[Point labeling data from photos]
═══

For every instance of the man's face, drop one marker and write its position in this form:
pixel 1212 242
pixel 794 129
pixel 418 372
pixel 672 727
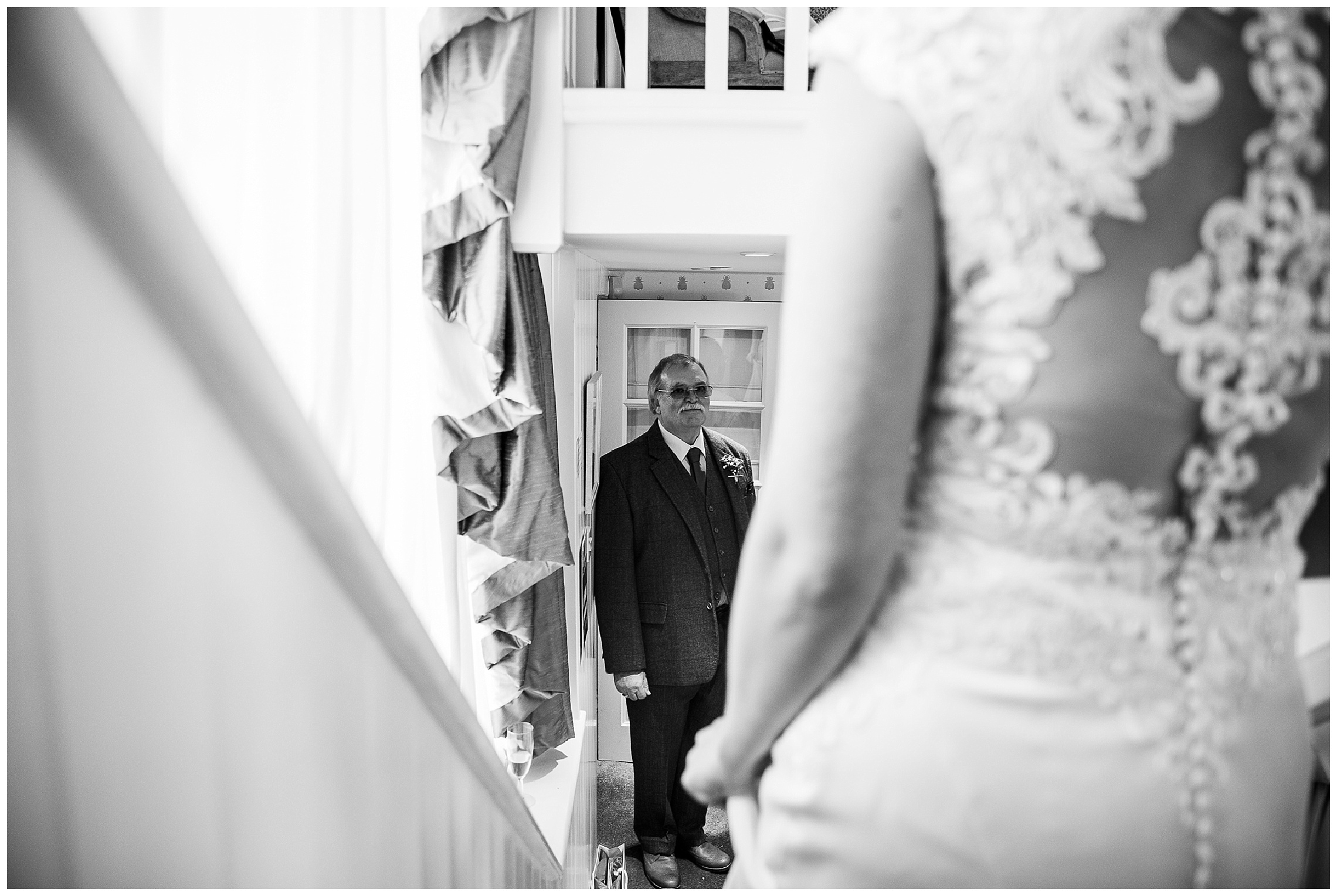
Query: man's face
pixel 681 413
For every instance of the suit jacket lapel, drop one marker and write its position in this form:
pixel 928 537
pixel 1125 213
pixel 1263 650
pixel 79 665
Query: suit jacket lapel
pixel 736 493
pixel 678 486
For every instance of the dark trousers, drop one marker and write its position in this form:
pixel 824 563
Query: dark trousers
pixel 664 729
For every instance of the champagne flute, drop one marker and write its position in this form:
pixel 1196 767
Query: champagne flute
pixel 519 752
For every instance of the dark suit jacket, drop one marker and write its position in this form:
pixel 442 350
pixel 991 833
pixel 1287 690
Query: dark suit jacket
pixel 651 579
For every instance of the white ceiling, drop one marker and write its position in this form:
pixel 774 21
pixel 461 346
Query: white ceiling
pixel 682 252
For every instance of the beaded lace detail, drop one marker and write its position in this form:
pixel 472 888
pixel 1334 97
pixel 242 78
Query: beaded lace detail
pixel 1038 121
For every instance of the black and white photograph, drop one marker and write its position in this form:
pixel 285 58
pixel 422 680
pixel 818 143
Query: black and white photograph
pixel 669 447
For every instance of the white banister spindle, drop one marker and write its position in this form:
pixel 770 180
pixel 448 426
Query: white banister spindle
pixel 638 49
pixel 796 49
pixel 717 49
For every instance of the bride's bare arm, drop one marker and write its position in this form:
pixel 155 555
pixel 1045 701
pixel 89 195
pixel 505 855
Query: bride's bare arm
pixel 858 324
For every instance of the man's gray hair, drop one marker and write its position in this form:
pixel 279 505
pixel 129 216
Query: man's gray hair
pixel 678 358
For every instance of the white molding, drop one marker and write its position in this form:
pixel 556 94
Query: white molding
pixel 69 102
pixel 779 108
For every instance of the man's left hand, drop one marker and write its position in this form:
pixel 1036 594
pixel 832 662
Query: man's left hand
pixel 708 776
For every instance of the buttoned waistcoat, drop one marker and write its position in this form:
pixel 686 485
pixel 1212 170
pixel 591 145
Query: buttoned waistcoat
pixel 653 585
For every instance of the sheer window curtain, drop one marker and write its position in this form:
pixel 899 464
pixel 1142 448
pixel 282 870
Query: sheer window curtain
pixel 294 137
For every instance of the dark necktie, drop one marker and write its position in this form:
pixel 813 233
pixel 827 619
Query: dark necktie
pixel 697 474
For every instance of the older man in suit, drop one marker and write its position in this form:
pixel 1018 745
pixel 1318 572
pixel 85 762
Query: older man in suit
pixel 670 520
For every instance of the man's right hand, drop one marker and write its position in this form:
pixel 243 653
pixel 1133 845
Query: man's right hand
pixel 634 687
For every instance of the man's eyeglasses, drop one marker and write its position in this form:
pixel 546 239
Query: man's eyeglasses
pixel 682 393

═══

§ **THE EXERCISE**
Transcribe every one of the lines above verbatim, omitting the pictures from your copy.

§ **EXERCISE SOLUTION**
For every instance of the man's face, drop one marker and write its position in this form:
pixel 1212 242
pixel 794 129
pixel 418 372
pixel 672 727
Query: man's face
pixel 681 413
For every instance of the suit jacket lapel, drop one marker and write its position in this form:
pixel 928 537
pixel 1125 213
pixel 1263 650
pixel 79 665
Query: suit jacket lapel
pixel 736 493
pixel 678 486
For every instance of the dark trousers, drop one marker and write its position in this form:
pixel 824 563
Query: dark trousers
pixel 664 729
For every instance of the champagne flute, drop one marker and write its position in this form:
pixel 1196 767
Query: champagne flute
pixel 519 752
For every instance of the dark suit jacket, drop one marker and write its position in this form:
pixel 442 350
pixel 991 833
pixel 1287 690
Query: dark suit jacket
pixel 651 579
For every instance of the white ceiling, drop one marker and write its position in this form:
pixel 774 21
pixel 461 346
Query: white ceiling
pixel 682 252
For every instance of the beaded lace detail, drop one marker and write its position in this form:
pixel 472 888
pixel 1334 97
pixel 242 78
Query: beaded lace detail
pixel 1038 121
For every instance of the black and white photograph, drop one marker and write its position in this form:
pixel 285 58
pixel 422 680
pixel 818 143
Query: black and white photograph
pixel 669 447
For every instance of the white banister spindle, drop one marker and write its position in this form:
pixel 770 180
pixel 448 426
Query: white banister spindle
pixel 638 49
pixel 796 49
pixel 717 49
For every instance of the bride's bare arm, drop one marker and write its position in this form:
pixel 155 555
pixel 1045 701
pixel 89 195
pixel 505 855
Query: bride's bare arm
pixel 858 324
For every instance of the man's gray hair, drop one marker and write its position in this form:
pixel 279 505
pixel 129 216
Query: man's gray hair
pixel 678 358
For every instance of the white molding, drop one marker and write its position in this form:
pixel 556 94
Query: white molding
pixel 69 102
pixel 779 108
For every instance of the man's left hand, drop one marker and write its position in this form:
pixel 1036 594
pixel 832 662
Query: man's left hand
pixel 708 776
For every instance of the buttoned waistcoat, drop one marker and write its position in this form:
pixel 686 485
pixel 1212 170
pixel 591 145
Query: buttoned waistcoat
pixel 653 585
For every instance of the sheer window curtain, drop one marker and write its position in this form:
pixel 899 464
pixel 1142 448
pixel 282 870
Query: sheer window curtain
pixel 294 137
For every instance of the dark necktie, drop one marker and write its position in this form:
pixel 813 233
pixel 827 619
Query: dark necktie
pixel 697 474
For every instance of the older man in suit, drop one marker and write its position in this form:
pixel 1018 745
pixel 1318 572
pixel 85 762
Query: older man in suit
pixel 670 520
For every instance of the man's right hand, drop one marker and write its position in this form:
pixel 243 653
pixel 1133 845
Query: man's right hand
pixel 634 687
For every instance of the man's eyeglasses, drop one marker and write its position in this form:
pixel 546 239
Query: man's eyeglasses
pixel 682 393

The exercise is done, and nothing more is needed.